━━━━━ Listed entries ━━━━━

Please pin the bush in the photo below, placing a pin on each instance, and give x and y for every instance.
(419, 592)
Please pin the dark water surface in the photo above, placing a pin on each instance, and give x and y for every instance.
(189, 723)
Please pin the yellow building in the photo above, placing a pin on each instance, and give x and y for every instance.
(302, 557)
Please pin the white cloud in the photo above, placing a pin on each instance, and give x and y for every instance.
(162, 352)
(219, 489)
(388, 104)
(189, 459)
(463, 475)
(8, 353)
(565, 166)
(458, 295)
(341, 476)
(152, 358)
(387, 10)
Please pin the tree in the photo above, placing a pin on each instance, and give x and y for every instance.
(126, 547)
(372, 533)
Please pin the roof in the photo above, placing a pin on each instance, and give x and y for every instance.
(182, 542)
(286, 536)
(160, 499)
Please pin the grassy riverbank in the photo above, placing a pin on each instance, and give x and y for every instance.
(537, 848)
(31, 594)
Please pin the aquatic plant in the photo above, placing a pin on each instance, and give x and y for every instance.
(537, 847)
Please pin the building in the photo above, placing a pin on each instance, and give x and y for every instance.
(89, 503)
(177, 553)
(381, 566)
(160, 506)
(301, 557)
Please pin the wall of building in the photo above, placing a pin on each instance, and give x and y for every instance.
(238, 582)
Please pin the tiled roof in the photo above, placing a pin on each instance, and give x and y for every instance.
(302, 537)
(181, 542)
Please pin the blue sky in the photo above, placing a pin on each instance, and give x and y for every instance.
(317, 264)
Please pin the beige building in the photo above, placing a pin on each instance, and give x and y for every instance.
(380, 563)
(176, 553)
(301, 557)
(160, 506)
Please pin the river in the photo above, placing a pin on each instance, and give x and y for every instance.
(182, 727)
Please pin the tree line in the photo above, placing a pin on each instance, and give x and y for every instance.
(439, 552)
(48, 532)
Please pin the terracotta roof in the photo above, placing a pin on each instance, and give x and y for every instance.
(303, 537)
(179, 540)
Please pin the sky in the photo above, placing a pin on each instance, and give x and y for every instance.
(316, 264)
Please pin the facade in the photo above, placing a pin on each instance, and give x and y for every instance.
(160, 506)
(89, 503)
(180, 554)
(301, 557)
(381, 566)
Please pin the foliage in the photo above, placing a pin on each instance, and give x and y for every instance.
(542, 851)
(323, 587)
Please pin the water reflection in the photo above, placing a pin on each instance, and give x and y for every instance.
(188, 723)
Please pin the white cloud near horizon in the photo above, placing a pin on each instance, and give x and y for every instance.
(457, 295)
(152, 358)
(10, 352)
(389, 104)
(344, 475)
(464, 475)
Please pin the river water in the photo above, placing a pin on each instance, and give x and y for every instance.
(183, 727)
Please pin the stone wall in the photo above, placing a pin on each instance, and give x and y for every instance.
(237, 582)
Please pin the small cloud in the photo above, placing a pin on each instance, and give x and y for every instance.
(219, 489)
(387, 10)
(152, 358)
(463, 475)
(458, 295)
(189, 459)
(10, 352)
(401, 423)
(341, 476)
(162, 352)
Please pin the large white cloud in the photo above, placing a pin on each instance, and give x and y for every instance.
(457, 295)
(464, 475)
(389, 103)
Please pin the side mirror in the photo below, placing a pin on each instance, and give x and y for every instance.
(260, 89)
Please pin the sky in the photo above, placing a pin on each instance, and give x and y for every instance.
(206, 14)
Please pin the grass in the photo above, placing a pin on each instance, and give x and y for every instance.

━━━━━

**Given instruction:** Please rewrite the records from the line containing "Please pin the side" through the end of the records, keeping every request and adding 37 to each coordinate in the answers.

**Output:**
Please pin the side mirror in the photo below, placing a pin on each instance, and give x and y for every instance.
(297, 126)
Please pin the sky in the photo above, placing a pin on each instance, and give x and y for every instance.
(243, 51)
Please pin the grass in the photo above, placing a pin on each instance, and give x and y for every instance.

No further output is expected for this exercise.